新医保办法解读
变化1
用绝对数“冻结”住院起付线
原《办法》住院及门诊特定项目的起付标准是以上年度本市单位职工年平均工资为基数计算的,因起付金额上升太快,今年7月后标准达到一级医院1607元,二级医院2411元,三级医院4018元。新《办法》用一个绝对数“冻结”了住院医疗统筹金的起付标准:一级医院调整为500元、二级医院调整为1000元、三级医院调整为2000元;退休人员按上述标准70%计算。另外,肿瘤化疗、尿毒症透析等门诊特定项目,将取消现行的起付标准,终身免起付。
变化2
广州内各区互认缴费年限
原《办法》对于医保费用的结算及就医管理办法已不适应实际要求,造成了诸多操作不便。
新《办法》采取了更加灵活的结算方式,增加了单病种(项目)医疗费用的结算办法,明确参保人员在本市行政区域内转移医疗保险关系,互认基本医疗保险缴费年限,明确了转移医疗保险关系的参保人员,办理退休时应缴纳的过渡金按转入地标准执行。

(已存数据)
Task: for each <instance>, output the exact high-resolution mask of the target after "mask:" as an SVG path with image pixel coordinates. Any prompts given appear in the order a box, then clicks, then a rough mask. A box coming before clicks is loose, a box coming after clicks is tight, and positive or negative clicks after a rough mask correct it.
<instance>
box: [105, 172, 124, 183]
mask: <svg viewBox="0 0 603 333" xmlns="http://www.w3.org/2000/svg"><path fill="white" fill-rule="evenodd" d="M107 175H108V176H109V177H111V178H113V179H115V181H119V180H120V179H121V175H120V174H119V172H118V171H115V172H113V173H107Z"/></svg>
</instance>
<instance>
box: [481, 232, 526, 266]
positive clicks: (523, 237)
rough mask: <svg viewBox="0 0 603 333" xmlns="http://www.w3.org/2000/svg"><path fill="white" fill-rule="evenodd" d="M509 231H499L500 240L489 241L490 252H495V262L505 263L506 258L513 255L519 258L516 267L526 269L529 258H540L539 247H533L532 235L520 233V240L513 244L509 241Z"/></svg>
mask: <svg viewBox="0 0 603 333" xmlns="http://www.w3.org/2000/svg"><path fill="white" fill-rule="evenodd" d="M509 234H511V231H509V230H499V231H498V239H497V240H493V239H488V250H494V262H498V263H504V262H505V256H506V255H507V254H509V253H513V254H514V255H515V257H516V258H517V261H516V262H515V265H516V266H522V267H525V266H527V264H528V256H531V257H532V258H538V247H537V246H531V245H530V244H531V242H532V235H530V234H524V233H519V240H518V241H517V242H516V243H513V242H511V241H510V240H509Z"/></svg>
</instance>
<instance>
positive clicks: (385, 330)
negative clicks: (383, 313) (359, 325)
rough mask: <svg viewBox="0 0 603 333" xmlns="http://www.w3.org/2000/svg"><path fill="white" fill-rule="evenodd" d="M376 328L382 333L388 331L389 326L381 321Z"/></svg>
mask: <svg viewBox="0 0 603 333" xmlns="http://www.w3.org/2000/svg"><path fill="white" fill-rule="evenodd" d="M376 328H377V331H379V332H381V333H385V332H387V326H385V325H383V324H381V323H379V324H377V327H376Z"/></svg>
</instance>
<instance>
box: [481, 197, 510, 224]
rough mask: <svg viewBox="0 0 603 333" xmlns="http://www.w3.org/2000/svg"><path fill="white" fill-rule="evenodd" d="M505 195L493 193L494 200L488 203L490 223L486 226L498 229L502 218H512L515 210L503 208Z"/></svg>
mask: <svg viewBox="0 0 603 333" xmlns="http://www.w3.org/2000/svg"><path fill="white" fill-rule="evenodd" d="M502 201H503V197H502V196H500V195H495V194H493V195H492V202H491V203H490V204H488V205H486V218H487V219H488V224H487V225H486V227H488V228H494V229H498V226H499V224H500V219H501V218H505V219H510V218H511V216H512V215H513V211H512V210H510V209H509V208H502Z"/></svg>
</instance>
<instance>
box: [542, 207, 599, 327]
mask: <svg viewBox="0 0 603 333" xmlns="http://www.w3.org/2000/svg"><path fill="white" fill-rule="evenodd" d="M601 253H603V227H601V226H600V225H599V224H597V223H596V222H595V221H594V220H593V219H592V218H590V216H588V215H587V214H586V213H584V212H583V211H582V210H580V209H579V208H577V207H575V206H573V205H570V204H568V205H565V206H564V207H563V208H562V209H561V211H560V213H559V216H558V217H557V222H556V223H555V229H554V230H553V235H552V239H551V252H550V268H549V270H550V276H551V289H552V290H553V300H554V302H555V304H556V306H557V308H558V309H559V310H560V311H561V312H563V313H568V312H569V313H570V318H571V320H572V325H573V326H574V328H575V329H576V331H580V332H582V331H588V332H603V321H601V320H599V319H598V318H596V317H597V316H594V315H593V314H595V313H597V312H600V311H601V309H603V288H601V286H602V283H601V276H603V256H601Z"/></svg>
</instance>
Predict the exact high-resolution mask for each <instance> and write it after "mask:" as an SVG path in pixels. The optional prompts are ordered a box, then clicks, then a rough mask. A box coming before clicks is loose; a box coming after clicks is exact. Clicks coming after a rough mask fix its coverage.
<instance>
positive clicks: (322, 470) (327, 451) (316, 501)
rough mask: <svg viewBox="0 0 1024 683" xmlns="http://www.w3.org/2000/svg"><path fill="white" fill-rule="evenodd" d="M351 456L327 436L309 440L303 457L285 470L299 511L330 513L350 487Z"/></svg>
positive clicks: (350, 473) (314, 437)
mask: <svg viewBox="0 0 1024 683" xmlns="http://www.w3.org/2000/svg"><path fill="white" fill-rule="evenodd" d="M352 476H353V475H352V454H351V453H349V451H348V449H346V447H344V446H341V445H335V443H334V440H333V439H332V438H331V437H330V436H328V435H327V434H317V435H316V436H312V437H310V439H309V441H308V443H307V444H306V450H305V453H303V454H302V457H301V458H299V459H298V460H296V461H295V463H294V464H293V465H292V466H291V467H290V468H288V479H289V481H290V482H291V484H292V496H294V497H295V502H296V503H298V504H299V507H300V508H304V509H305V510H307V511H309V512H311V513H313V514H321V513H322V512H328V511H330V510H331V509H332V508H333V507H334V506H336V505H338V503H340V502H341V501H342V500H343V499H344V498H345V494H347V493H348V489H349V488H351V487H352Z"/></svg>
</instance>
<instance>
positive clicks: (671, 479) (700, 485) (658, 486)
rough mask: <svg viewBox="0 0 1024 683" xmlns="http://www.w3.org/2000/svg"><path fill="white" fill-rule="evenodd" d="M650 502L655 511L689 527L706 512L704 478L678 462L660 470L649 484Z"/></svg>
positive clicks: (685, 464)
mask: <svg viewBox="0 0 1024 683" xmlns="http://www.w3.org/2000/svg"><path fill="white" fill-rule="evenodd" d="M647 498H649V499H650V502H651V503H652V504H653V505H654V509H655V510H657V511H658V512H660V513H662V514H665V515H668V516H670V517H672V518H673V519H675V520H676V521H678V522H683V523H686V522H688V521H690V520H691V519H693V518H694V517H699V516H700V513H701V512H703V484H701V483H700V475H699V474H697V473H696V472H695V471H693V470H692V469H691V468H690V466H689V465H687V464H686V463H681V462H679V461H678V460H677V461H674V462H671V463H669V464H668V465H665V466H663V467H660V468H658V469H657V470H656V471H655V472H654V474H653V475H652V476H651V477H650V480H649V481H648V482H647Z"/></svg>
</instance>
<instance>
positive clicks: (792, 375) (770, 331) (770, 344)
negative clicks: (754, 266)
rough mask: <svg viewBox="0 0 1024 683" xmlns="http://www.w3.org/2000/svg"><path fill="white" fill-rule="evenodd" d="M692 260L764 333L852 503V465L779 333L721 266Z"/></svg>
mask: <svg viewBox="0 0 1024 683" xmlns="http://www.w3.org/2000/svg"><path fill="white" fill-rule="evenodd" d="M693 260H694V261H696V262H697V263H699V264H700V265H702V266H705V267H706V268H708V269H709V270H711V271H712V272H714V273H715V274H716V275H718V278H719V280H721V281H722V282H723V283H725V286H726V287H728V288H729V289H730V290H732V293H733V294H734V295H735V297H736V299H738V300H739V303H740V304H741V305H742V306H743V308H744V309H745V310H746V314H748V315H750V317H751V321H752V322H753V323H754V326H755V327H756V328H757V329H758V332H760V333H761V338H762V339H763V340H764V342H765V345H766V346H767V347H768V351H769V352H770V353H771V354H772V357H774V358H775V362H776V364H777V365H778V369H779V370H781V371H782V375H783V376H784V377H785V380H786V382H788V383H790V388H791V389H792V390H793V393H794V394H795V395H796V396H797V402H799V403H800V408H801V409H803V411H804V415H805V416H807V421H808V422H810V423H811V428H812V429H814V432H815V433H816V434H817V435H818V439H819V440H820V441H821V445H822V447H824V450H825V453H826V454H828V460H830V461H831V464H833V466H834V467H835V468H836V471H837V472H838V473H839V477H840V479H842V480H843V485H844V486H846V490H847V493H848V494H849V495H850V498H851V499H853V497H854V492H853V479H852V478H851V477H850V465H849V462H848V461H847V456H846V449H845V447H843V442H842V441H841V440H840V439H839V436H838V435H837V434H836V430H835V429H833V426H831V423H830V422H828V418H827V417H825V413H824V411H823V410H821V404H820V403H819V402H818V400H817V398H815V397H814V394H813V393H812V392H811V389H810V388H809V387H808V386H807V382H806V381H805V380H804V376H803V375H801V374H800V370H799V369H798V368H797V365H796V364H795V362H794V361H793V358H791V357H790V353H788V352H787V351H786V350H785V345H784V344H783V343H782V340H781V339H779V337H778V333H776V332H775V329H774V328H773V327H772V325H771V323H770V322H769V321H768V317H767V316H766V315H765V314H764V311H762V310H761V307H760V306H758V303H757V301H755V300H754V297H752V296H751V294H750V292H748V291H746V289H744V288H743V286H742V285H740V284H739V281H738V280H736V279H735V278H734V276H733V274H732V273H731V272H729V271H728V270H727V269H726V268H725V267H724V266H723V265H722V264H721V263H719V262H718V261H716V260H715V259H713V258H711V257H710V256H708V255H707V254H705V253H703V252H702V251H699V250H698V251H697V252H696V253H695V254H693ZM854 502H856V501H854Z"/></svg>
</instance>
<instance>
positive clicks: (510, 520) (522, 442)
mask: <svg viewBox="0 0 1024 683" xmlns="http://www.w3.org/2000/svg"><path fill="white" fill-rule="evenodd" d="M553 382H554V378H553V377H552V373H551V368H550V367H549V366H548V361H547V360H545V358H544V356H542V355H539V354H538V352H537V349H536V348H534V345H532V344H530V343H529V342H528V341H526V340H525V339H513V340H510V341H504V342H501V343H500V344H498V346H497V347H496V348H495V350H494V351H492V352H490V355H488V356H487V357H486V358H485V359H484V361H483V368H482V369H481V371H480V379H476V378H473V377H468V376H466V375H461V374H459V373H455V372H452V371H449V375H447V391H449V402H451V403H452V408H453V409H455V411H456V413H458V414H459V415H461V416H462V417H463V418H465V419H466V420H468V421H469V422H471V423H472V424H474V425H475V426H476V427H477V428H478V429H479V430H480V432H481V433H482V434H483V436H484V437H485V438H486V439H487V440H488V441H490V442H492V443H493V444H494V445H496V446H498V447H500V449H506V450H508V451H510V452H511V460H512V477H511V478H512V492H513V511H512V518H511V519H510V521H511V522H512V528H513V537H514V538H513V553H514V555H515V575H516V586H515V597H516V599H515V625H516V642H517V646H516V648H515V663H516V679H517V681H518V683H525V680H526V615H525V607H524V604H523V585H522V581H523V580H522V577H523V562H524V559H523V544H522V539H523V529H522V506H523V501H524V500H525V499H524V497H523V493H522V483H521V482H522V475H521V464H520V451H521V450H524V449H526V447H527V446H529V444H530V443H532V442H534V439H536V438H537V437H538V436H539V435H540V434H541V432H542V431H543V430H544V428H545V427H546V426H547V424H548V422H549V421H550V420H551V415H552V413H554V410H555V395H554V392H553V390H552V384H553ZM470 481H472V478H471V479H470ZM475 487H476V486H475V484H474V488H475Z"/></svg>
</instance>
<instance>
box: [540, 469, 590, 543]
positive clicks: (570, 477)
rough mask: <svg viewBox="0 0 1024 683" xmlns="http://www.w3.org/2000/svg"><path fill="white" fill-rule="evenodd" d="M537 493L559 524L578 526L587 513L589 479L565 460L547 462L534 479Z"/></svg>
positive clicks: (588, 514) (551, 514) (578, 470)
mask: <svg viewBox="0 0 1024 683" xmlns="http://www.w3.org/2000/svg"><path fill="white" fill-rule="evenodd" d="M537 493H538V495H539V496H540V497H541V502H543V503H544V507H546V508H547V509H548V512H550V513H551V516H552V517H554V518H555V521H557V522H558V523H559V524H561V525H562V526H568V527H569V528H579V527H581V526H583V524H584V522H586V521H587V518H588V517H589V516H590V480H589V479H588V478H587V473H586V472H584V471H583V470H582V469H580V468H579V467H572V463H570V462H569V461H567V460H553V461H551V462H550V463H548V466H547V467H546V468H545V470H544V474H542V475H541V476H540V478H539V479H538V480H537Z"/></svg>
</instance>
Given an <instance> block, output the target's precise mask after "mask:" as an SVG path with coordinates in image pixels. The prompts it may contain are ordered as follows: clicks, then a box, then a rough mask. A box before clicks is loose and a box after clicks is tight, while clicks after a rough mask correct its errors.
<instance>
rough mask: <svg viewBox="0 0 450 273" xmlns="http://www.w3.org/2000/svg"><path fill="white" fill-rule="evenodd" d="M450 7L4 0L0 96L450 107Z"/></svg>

» **任务说明**:
续写这篇新医保办法解读，从最后一句之后接着写。 这些数据行是另外的材料，与正文分开。

» **最终答案**:
变化3
单位“过渡金”不再交到个人
原《办法》规定:对于离法定退休年龄尚有10年,但在此期间解除劳动合同关系的合同制职工,用人单位应当按其在该单位实际工作的年限计发过渡性基本医疗保险金,计发基数为本市上年度单位职工平均工资。
新《办法》修改后,用人单位应当按职工在本单位的实际工作年限,一次性向社保经办机构计缴过渡金。将“计发”改为“计缴”过渡金的办法,妥善解决了“个人补差”和“挪作他用”等问题。
变化4
“4050”再就业仍享政府资助
根据原《办法》,“4050”人员失业后再就业,失业年限政府不予资助过渡金。
新《办法》对于符合规定条件的退休人员不足缴费年限应缴纳的过渡金,扣除单位计缴、计发部分后的剩余部分,纳入政府资助范围。